STATED GOAL A
Reproduce verbatim the records starting at the line that contains "We'd be very grateful if you could spot the glowing" and ending at the end of the records, including both of those lines.

EXTRACT PROVIDED
Abstract:
Drought is an extended deficiency of precipitation, a period of unusually dry weather. It is one
of the major and complex hazards which affect peoples‘ livelihoods on a large scale. Drought
has been identified with unusually dry weather due to lack of sufficient precipitation, and
shortage of water which damages crops. The present study has been carried out with the view to
discover sustainable adaptation measures to establish relationships with crop loss and factors that
influence loss caused by drought. The study has been conducted in the Northwest region of
Bangladesh; officially known as the Barind Tract. Household Interviews, Key Informants‘
Interviews, In-depth Interviews, Case Studies, and Focus Group Discussions have been
conducted to collect information for this study. A total of 343 respondents were selected using
the proportionate population sampling method and interviewed using a standardized
questionnaire and checklist. The study findings revealed that the people in the study locations
experienced different types of drought during 1976 to 2014. More frequent droughts occurred in
Tanore and Shibganj, followed by Nachole, Porsha, Niamatpur and Godagari. Extreme, severe,
moderate and mild droughts have been identified in the study locations. Respondents perceived
drought as a natural disaster with extreme temperature and lack of rainfall. They also thought
that drought is a natural occurrence and the punishment of God. Results showed that an
increased frequency of drought caused huge impacts to crops, livelihoods and society. The
respondents opined that the groundwater table is going down every year in respect to the seasons.

GIVEN ENTRIES
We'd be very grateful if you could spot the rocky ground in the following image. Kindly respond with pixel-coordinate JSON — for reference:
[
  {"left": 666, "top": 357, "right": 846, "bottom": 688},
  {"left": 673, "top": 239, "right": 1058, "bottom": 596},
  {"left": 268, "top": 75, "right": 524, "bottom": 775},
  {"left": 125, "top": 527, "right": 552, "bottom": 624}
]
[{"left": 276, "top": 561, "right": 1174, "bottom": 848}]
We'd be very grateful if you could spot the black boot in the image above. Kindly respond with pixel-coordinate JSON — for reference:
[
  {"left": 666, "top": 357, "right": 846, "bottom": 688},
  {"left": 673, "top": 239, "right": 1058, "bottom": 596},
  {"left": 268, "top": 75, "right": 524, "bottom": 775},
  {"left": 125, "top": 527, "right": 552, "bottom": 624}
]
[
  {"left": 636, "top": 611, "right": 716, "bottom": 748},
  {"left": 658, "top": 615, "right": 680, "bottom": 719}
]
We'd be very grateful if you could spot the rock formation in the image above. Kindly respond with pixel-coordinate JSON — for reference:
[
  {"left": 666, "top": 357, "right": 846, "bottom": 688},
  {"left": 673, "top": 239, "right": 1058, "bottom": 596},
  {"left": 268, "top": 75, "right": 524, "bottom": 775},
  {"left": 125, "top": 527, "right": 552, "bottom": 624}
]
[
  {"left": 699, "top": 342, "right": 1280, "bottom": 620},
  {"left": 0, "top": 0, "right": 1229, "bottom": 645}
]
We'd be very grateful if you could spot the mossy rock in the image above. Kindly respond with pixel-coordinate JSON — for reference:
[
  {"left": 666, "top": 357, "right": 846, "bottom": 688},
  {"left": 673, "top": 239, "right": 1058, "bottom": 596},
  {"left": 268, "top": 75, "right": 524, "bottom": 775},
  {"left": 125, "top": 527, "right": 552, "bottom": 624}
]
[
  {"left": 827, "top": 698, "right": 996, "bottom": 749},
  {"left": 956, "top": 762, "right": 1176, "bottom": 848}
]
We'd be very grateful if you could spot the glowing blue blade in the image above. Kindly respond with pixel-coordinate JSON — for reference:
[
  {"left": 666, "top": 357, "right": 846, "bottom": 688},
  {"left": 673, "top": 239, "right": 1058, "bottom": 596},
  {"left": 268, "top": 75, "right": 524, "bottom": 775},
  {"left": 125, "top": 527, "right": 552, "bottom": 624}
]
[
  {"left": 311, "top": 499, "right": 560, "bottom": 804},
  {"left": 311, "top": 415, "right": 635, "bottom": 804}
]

STATED GOAL B
According to the drought study abstract, why is drought associated with unusually dry weather? Answer in one to three sentences.

TASK RESULT A
We'd be very grateful if you could spot the glowing blue blade in the image above. Kindly respond with pixel-coordinate JSON — for reference:
[
  {"left": 666, "top": 357, "right": 846, "bottom": 688},
  {"left": 673, "top": 239, "right": 1058, "bottom": 596},
  {"left": 268, "top": 75, "right": 524, "bottom": 775},
  {"left": 125, "top": 527, "right": 552, "bottom": 624}
]
[
  {"left": 311, "top": 499, "right": 560, "bottom": 804},
  {"left": 311, "top": 415, "right": 635, "bottom": 804}
]

TASK RESULT B
The abstract states that drought is identified with unusually dry weather because there is not enough precipitation. It adds that this comes with a shortage of water that damages crops.